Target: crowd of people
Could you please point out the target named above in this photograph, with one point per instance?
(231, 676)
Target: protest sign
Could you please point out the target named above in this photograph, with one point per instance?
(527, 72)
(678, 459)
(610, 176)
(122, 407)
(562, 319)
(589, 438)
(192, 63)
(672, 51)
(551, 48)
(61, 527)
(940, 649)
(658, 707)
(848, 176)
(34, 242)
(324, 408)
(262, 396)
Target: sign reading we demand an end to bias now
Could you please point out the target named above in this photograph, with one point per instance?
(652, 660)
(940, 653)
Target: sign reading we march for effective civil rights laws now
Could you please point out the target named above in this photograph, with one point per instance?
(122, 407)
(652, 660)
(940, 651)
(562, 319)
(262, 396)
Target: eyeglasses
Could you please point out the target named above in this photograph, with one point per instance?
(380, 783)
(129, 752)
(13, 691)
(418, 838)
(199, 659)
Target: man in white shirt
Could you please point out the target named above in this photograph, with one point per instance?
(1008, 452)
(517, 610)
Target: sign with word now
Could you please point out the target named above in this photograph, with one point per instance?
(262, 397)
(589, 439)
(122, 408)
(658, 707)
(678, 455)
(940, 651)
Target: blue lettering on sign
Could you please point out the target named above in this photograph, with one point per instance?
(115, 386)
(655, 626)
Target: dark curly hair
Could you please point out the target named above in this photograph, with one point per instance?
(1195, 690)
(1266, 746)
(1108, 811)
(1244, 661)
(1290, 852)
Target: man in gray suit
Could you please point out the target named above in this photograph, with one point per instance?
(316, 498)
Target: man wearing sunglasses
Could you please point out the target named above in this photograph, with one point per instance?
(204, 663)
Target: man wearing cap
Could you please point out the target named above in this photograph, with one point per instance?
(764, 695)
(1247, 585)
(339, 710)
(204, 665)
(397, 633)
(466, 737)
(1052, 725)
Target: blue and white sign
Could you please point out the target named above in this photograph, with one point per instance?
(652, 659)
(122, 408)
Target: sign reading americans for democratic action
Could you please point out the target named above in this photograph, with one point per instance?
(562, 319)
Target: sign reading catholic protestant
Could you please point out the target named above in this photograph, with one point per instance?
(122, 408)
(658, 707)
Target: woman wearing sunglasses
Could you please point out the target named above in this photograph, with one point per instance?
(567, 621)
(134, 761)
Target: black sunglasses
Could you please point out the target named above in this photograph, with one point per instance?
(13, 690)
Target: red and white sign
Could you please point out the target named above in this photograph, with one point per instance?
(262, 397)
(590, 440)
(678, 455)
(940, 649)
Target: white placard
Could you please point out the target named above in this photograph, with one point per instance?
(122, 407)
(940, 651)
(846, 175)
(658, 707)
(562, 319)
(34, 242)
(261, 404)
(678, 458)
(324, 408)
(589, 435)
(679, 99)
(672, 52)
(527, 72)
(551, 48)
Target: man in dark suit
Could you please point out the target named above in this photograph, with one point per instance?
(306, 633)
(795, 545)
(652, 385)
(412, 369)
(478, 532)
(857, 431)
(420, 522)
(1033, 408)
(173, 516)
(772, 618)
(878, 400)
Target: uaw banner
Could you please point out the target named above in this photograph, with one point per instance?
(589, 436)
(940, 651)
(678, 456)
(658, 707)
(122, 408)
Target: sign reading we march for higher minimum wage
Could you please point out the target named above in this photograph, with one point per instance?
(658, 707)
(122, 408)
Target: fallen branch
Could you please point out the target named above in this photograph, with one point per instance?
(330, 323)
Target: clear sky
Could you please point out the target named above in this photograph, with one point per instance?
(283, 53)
○ ○ ○ ○ ○
_TO DO_
Output the material above exactly, but only from the line that carries "Target: sign reading americans" through the line that carries "Target: red and white sign".

_RESULT FOR THIS TASK_
Target: sign reading americans for democratic action
Could you please point out the target named above in this photograph, with one point per instance?
(562, 319)
Target: sign reading catholic protestant
Could you please point out the target named above in this photograph, with one point per instance?
(122, 408)
(658, 707)
Target: woman wearing sunglasses
Could you please point out the target named above in this photograph, with one point per instance?
(567, 621)
(134, 761)
Target: black sunglasses
Could you please point out the target named above in this photograph, with one point per instance?
(13, 690)
Target: red and white sign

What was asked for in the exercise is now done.